**DATA SECTION:**

##############################

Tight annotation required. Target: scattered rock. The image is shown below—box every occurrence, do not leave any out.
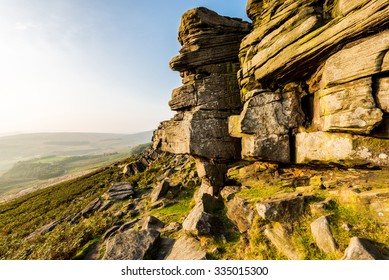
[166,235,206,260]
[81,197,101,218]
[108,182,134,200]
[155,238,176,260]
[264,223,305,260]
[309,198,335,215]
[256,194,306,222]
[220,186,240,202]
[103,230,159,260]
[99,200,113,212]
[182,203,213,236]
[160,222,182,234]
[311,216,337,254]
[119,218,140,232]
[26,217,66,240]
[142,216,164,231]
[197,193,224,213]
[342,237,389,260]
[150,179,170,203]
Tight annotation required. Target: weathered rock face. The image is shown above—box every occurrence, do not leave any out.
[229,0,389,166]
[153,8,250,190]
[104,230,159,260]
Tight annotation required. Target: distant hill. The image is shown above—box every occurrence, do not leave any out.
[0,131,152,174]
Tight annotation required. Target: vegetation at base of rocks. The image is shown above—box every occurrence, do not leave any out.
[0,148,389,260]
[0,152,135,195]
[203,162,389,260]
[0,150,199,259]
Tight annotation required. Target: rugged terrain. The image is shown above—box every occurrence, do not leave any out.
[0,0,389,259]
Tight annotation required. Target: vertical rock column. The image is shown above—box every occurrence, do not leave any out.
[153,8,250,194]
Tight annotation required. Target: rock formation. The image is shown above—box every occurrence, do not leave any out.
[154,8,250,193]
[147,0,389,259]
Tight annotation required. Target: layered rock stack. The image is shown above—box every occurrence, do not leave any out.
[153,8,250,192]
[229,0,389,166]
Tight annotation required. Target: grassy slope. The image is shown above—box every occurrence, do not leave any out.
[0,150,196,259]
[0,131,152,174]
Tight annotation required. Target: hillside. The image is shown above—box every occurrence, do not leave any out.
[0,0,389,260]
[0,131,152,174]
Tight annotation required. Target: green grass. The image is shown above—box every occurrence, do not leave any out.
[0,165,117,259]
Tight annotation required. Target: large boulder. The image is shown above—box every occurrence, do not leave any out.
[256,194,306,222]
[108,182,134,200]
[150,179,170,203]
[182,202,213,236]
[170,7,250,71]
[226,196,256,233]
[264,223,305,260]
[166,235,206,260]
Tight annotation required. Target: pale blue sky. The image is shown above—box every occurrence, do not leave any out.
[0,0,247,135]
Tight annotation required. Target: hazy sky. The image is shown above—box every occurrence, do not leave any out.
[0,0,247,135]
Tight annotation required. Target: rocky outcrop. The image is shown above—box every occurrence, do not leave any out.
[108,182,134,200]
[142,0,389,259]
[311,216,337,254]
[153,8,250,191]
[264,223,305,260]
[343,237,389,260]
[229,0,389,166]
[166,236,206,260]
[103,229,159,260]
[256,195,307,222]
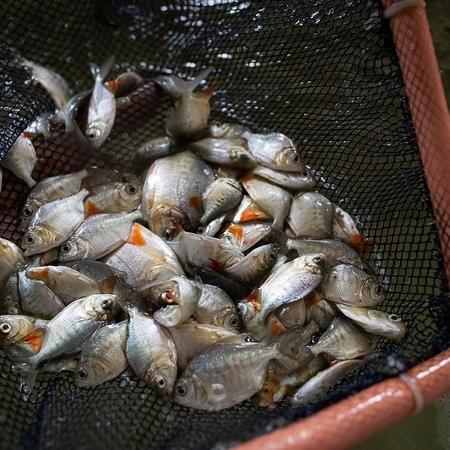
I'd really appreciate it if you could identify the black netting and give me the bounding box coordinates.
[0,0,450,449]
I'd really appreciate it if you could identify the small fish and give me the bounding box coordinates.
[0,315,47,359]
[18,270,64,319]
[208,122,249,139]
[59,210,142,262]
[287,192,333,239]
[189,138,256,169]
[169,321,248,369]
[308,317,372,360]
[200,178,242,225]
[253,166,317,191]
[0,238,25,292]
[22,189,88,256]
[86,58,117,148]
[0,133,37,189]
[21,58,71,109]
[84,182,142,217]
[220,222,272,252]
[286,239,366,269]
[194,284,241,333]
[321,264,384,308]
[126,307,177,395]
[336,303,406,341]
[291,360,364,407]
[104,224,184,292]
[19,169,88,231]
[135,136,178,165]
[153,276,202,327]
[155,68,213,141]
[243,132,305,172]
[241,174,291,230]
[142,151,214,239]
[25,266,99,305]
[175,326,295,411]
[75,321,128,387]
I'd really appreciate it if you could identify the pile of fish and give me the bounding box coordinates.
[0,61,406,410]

##############################

Resize the data from its start through the line containing "[0,0,389,259]", both ends included. Write out every line, requests included, and omit the picture; multiply each bounding-box coordinate by 2.05 and round it to a whole number, halves up.

**SOLUTION BELOW:**
Tight annotation required. Target: scattered rock. The image is shown below—box every occurrence, do not leave any out.
[340,482,422,533]
[166,404,207,447]
[221,373,275,410]
[318,488,361,533]
[541,457,625,533]
[633,406,687,441]
[525,398,627,455]
[451,381,492,414]
[211,472,326,533]
[203,410,232,435]
[373,416,437,484]
[328,455,373,480]
[638,443,691,521]
[244,447,287,476]
[53,445,135,492]
[291,443,336,474]
[404,396,459,437]
[701,486,797,533]
[308,367,349,416]
Tight annotation required. Target: weathered rock face. The image is shown above—box every occurrence, do not leave any out.
[469,0,797,340]
[314,16,513,390]
[213,472,326,533]
Tight annotation required. Target: distant hill. The image is shown above—box every occurrence, do not leave any out.
[0,269,312,357]
Tight annotation required. Target: vegetation at base of rocks. The image is shown above—box every occurrence, do not leave any out.
[0,303,797,533]
[0,312,277,400]
[416,332,797,533]
[0,308,408,531]
Tight annotation required. Target: rugged terrain. The image is shown above—box every occurrence, do not leave any out.
[0,0,797,531]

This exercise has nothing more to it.